BREVE ESERCIZIO: Riporta tali e quali le righe dei record che seguono, a partire da quella che contiene "the window frame" e fino a quella che contiene "[407,0,650,233]", entrambe comprese.

RECORD DA ELABORARE:

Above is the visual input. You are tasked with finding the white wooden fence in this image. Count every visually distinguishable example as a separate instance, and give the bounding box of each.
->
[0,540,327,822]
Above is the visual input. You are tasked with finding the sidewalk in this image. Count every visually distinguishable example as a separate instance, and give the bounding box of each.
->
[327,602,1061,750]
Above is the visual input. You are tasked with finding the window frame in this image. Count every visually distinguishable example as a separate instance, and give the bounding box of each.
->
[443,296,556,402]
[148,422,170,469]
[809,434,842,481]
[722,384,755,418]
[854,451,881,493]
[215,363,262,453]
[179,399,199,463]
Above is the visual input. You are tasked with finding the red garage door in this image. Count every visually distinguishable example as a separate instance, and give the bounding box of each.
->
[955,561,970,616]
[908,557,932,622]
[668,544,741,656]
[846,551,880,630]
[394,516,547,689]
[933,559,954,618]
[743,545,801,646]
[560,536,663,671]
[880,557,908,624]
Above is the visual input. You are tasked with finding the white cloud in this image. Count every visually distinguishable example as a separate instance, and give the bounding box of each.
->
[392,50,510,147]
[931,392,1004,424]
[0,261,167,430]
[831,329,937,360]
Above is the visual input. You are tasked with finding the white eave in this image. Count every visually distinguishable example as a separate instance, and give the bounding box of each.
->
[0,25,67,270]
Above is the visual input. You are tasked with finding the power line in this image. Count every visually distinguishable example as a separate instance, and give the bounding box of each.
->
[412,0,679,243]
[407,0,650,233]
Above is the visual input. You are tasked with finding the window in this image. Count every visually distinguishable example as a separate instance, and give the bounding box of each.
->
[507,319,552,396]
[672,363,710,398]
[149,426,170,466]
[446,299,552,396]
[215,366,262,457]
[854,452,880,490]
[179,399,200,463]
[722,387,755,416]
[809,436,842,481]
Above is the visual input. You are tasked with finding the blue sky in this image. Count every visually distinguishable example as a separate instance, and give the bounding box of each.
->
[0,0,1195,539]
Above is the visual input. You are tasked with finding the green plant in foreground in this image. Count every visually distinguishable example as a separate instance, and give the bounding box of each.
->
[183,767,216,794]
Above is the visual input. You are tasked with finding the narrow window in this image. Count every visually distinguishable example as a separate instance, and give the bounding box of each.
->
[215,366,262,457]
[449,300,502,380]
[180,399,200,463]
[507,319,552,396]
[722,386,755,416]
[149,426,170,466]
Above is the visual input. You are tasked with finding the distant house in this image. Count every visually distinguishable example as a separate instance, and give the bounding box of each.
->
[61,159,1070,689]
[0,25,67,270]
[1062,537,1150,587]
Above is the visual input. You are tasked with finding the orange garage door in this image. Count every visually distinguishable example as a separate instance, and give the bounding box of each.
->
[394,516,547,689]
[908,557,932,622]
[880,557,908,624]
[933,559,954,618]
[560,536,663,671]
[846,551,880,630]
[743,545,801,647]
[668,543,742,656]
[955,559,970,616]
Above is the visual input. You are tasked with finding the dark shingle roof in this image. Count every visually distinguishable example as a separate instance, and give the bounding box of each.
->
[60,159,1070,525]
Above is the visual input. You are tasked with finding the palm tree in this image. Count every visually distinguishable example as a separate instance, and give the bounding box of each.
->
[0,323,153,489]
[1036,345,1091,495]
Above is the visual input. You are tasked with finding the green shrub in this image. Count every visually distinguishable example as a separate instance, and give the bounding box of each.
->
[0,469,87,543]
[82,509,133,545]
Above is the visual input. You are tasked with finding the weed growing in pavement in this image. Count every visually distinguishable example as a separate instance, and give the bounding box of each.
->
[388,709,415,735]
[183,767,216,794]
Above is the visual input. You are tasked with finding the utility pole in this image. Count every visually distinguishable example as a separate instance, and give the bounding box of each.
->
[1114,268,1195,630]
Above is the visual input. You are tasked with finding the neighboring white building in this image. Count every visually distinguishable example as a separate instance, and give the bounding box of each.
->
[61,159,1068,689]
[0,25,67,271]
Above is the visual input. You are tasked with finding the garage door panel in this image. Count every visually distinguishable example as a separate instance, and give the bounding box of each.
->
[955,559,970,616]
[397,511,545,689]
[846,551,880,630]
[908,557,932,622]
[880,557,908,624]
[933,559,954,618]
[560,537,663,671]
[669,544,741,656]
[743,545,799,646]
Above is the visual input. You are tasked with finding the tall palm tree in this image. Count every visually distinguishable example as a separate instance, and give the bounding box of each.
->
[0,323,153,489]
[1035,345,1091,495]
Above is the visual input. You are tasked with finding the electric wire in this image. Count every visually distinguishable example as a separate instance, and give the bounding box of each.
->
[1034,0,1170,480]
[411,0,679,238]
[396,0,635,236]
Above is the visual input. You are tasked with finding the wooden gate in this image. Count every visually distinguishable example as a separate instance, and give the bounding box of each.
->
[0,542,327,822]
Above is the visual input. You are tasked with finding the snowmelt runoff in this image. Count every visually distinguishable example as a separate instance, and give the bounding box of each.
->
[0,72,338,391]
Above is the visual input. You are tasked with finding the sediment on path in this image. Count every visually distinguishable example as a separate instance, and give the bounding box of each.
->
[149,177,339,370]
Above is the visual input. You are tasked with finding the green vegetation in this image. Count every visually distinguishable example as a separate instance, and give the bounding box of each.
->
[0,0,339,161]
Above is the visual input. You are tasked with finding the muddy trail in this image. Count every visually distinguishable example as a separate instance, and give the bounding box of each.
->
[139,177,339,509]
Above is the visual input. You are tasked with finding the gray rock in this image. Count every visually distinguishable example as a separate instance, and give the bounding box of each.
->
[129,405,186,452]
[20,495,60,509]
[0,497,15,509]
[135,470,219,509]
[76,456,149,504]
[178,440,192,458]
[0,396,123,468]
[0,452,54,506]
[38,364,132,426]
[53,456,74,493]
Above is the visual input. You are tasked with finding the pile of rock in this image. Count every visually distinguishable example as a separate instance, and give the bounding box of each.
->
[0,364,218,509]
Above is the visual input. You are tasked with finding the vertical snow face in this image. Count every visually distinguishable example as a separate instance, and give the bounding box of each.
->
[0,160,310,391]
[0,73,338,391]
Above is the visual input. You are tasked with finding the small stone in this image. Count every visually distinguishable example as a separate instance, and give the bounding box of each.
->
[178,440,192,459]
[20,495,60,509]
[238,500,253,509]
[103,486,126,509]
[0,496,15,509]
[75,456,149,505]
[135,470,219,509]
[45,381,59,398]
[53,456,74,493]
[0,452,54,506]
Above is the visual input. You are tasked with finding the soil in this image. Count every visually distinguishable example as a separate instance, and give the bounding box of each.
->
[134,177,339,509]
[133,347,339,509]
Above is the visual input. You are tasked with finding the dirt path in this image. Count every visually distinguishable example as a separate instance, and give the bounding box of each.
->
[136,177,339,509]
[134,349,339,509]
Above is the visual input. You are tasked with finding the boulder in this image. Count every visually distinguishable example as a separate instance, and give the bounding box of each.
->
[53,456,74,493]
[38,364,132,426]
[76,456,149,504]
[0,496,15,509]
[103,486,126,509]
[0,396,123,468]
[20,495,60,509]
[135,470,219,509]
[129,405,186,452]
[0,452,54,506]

RISPOSTA:
Above is the visual input. You are tasked with finding the window frame in this image. Count every visually distinguishable example as a separate instance, and give the bounding box of each.
->
[443,296,556,402]
[148,422,170,469]
[809,434,842,481]
[722,384,755,418]
[854,451,881,493]
[215,363,262,453]
[179,399,199,463]
Above is the visual input. You are tasked with finding the red garage door in this image. Count every visually distinguishable example as a separate instance, and give the bounding box of each.
->
[955,561,970,616]
[908,557,932,622]
[668,544,741,656]
[846,551,880,630]
[394,516,547,689]
[933,559,954,618]
[743,545,801,646]
[560,536,663,671]
[880,557,908,624]
Above is the visual input. You are tasked with finding the white cloud in this image. Count every visually distinguishable example as a separate instance, and give the bounding box of each.
->
[392,50,510,147]
[931,392,1004,424]
[0,261,167,430]
[831,329,937,360]
Above is the visual input. You are tasked with finding the white eave in this image. Count every visually distinguishable example as a separate instance, and give the bounding box of each.
->
[0,25,67,270]
Above is the visual input. You are tasked with finding the power line in this image. Count every visually distinguishable example as a separate instance, and give the bounding box of each.
->
[412,0,679,243]
[407,0,650,233]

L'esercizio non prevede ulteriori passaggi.